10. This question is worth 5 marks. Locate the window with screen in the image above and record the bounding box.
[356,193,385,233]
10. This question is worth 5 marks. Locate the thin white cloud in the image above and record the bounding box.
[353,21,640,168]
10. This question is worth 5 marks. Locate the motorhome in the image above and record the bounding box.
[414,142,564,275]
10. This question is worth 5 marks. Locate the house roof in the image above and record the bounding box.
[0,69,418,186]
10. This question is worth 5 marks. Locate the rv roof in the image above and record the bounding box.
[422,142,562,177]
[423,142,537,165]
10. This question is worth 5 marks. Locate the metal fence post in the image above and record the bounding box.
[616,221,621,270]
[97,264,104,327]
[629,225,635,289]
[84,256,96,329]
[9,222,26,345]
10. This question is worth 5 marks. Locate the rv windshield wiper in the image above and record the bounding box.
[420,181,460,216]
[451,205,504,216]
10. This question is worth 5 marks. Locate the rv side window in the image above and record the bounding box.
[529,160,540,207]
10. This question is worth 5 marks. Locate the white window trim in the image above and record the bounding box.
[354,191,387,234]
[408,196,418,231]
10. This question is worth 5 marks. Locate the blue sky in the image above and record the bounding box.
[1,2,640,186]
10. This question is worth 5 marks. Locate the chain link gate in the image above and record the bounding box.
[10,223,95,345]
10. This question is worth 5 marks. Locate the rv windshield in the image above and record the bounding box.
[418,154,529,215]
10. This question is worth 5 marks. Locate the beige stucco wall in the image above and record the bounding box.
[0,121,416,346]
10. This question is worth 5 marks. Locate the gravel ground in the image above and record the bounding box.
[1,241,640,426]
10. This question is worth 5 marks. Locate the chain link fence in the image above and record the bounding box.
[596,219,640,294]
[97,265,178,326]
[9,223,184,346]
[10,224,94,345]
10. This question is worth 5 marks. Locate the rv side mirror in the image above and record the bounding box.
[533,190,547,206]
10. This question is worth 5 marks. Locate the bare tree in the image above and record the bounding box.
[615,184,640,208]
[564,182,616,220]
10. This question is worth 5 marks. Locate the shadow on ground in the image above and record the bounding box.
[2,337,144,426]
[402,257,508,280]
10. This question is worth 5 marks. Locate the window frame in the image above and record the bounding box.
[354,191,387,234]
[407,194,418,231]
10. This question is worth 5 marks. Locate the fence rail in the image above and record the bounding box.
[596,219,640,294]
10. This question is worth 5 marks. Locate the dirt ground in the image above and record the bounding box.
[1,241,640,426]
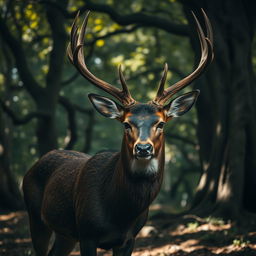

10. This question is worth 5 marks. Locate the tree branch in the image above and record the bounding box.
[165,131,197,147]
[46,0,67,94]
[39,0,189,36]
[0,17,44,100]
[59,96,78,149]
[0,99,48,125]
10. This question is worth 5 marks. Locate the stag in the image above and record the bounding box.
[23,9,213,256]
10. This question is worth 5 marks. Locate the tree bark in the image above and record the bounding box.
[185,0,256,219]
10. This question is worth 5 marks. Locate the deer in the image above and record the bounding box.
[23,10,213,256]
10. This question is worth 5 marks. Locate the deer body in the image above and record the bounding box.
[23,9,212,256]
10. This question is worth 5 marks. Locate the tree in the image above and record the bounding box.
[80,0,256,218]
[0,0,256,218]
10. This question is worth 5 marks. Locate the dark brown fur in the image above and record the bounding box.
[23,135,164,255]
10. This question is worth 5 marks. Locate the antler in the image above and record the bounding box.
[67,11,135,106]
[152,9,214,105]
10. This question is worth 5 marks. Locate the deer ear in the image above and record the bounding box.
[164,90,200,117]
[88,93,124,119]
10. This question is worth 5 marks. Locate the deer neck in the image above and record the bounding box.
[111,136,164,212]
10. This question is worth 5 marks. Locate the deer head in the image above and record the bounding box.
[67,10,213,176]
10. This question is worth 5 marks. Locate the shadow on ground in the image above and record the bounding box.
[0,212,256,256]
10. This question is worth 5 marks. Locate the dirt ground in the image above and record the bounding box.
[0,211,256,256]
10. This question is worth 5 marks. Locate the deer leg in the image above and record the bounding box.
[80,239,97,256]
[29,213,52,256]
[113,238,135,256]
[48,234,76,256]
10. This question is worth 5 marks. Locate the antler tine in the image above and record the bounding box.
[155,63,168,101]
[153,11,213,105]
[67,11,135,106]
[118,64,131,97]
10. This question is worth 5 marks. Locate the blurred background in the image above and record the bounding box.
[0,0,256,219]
...
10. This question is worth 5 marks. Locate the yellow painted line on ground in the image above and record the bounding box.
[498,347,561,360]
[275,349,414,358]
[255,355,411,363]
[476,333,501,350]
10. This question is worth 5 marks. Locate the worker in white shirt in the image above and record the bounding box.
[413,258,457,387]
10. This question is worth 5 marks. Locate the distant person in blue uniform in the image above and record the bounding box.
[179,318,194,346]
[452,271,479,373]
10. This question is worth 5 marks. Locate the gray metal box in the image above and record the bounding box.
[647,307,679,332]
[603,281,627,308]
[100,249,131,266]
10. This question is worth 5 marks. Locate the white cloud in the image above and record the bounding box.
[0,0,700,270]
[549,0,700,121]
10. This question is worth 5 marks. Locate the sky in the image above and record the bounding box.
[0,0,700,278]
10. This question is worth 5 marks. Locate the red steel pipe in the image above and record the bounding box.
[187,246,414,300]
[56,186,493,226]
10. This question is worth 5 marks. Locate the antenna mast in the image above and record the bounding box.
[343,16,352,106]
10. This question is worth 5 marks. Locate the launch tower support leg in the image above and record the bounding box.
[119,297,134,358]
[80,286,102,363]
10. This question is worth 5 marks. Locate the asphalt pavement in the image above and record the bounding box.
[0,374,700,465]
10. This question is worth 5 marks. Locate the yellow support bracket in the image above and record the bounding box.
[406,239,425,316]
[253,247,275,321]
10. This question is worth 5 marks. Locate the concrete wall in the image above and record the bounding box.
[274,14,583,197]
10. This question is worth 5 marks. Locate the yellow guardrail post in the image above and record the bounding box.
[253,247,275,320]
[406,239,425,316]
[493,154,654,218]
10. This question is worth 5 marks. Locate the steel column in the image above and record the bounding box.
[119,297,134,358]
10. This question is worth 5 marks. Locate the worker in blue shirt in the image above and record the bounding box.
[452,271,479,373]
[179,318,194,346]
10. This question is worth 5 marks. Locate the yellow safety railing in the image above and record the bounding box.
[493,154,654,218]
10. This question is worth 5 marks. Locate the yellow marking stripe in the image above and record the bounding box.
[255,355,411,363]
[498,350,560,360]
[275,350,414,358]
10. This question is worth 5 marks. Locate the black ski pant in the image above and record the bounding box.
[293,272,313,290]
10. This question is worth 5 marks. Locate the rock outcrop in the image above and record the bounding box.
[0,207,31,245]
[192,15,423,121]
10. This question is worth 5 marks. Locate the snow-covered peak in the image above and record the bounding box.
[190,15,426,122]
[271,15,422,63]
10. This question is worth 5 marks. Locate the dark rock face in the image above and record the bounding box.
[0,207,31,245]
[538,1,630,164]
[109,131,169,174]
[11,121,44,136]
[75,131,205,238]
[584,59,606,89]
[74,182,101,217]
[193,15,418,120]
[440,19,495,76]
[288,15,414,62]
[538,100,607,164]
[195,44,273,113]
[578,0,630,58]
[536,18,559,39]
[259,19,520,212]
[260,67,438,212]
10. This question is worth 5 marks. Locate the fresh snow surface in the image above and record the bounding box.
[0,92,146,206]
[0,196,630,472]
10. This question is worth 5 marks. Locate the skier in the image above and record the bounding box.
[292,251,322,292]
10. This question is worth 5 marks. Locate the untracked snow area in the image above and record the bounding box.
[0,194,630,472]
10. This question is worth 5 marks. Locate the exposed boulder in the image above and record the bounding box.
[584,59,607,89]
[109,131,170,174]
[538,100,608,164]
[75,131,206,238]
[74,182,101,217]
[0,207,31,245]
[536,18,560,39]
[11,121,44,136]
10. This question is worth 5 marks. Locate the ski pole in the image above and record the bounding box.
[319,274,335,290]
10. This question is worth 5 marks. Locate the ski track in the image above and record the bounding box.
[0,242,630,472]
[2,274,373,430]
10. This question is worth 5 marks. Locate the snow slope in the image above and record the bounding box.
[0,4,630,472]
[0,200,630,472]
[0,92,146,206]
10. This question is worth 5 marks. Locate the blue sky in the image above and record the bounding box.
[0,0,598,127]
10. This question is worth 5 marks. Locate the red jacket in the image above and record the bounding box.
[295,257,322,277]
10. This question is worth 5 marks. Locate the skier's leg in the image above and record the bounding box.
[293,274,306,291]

### TASK INSTRUCTIONS
Please count the lines in the items above that contain the string "wall" and reply with that number alone.

### RESPONSE BELOW
2